▶ SUPPLIED TEXT
--------

Julio Cortez/AP/FILE
FILE - Insurrectionists loyal to President Donald Trump try to break through a police barrier, Wednesday, Jan. 6, 2021, at the Capitol in Washington. Top House and Senate leaders will present law enforcement officers who defended the U.S. Capitol on Jan. 6, 2021, with Congressional Gold Medals on Wednesday, Dec. 7, 2022, awarding them Congress's highest honor nearly two years after they fought with former President Donald Trump's supporters in a brutal and bloody attack. (AP Photo/Julio Cortez, File)
CNN  — 

President Joe Biden on Friday plans to mark the two-year anniversary of the January 6, 2021, insurrection by awarding for the first time in his presidency the Presidential Citizens Medal to 12 people.

The individuals include law enforcement officers who were injured defending the Capitol, a Capitol Police officer who died the day after rioters stormed the building and election workers who rejected efforts by former President Donald Trump to overturn the results of the 2020 election.

Biden is set to deliver remarks and host a ceremony at the White House honoring the dozen individuals chosen for having made “exemplary contributions to our democracy” and shown “courage and selflessness” around the events of January 6, a White House official familiar with the details told CNN.

--------

▶ DATA SHOWN
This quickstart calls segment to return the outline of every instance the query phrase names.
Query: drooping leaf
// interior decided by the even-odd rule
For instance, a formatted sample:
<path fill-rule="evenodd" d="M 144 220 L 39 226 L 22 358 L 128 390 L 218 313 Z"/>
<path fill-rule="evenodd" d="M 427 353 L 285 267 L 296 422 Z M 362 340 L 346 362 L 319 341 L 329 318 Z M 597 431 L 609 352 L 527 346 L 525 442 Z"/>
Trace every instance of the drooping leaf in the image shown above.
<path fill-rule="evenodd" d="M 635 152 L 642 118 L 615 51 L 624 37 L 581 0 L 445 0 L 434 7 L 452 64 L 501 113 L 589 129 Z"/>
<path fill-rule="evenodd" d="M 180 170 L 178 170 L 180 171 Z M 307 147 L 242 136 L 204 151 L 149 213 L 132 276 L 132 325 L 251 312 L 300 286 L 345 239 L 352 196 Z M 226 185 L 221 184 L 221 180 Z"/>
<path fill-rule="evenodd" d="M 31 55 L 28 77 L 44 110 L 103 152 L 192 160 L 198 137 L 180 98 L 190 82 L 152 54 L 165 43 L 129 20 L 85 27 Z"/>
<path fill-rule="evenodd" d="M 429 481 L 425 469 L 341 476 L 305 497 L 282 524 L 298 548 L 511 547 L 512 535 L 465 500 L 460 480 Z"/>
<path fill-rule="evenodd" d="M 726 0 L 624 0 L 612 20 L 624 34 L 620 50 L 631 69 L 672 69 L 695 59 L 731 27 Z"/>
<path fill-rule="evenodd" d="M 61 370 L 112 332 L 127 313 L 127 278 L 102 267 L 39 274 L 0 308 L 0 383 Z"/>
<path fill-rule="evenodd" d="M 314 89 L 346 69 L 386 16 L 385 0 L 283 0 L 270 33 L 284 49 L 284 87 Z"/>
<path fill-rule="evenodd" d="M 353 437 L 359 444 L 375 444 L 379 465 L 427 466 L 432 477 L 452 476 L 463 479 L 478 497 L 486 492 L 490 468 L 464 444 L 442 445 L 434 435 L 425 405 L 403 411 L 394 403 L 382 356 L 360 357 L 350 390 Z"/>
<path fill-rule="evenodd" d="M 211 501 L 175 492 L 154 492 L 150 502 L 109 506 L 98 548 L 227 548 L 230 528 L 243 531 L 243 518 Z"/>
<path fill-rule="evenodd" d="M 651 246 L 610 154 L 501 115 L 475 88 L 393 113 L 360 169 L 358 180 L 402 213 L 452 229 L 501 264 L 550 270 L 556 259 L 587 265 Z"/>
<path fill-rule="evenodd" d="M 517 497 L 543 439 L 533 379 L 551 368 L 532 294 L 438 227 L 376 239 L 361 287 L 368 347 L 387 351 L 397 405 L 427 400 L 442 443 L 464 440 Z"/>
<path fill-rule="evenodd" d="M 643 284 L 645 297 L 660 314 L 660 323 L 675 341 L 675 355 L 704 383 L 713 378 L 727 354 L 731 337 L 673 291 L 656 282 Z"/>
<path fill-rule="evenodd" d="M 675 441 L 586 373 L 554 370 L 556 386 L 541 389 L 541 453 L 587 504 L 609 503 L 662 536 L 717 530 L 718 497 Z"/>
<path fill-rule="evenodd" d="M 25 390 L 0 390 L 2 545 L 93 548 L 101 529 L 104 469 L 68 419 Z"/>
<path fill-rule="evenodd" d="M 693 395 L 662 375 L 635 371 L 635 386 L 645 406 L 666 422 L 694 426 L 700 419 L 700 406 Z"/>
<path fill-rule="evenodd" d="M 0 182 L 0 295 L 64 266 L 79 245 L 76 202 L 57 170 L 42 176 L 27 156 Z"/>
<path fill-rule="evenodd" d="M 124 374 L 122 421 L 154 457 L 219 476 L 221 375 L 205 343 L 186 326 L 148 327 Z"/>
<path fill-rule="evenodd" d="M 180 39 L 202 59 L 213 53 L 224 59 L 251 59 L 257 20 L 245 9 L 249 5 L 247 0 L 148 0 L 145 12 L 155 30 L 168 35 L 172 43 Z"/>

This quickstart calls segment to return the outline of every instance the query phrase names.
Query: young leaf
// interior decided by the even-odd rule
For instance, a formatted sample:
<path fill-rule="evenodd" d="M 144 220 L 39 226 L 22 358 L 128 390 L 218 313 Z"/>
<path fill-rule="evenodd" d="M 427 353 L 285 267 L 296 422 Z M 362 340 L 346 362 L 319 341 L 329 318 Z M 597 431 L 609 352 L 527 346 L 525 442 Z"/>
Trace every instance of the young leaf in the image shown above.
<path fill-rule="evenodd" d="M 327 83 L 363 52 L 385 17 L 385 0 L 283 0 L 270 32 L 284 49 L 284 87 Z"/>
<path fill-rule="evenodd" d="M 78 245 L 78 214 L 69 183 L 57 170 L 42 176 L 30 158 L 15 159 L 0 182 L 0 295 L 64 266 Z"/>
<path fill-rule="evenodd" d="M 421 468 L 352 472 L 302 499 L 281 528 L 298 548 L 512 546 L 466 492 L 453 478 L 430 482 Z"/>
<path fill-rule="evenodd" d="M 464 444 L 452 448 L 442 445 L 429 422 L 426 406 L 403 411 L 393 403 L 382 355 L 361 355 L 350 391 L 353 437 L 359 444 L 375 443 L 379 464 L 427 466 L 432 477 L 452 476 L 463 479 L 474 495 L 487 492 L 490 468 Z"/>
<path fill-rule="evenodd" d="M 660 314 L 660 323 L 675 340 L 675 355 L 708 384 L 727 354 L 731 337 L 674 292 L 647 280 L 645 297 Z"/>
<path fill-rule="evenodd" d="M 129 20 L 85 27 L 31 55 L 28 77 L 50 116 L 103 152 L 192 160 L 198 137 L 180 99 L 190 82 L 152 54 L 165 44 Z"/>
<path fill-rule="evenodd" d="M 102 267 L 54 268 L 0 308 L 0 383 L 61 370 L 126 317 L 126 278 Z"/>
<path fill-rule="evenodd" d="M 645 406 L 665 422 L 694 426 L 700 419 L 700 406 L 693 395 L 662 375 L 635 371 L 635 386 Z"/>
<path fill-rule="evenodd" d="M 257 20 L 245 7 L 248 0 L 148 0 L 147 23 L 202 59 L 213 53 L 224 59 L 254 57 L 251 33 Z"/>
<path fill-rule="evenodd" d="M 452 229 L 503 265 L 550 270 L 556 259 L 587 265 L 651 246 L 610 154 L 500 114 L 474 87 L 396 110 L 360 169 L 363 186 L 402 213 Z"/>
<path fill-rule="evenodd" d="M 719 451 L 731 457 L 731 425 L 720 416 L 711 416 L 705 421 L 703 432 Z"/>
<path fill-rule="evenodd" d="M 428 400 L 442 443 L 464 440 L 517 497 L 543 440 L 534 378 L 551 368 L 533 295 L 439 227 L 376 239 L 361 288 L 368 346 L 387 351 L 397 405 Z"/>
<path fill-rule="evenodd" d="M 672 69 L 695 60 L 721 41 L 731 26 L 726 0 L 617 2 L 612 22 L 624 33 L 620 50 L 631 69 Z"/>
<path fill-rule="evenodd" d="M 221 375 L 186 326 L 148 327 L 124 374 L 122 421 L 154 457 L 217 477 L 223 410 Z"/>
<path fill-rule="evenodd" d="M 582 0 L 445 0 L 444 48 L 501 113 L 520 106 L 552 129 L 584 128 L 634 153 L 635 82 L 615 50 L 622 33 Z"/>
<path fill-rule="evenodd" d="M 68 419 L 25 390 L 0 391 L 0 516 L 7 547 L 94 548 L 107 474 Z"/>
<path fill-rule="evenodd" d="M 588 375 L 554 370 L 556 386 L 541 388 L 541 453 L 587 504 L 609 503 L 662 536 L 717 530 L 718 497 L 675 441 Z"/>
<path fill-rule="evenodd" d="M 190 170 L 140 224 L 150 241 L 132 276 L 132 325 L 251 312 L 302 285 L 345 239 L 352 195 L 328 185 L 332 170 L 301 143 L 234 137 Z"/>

--------

▶ OBJECTIVE 1
According to the news article, to how many people does Biden plan to award the Presidential Citizens Medal?
▶ OBJECTIVE 2
Lay out the entries, from their first line up to and including the line with "Trace every instance of the drooping", as a Markdown table with the columns n and Line, leaving out blank lines.
The news article and the entries were taken from unrelated sources.

▶ WORKED SOLUTION 1
He plans to award it to 12 people.

▶ WORKED SOLUTION 2
| n | Line |
|---|---|
| 1 | This quickstart calls segment to return the outline of every instance the query phrase names. |
| 2 | Query: drooping leaf |
| 3 | // interior decided by the even-odd rule |
| 4 | For instance, a formatted sample: |
| 5 | <path fill-rule="evenodd" d="M 144 220 L 39 226 L 22 358 L 128 390 L 218 313 Z"/> |
| 6 | <path fill-rule="evenodd" d="M 427 353 L 285 267 L 296 422 Z M 362 340 L 346 362 L 319 341 L 329 318 Z M 597 431 L 609 352 L 527 346 L 525 442 Z"/> |
| 7 | Trace every instance of the drooping leaf in the image shown above. |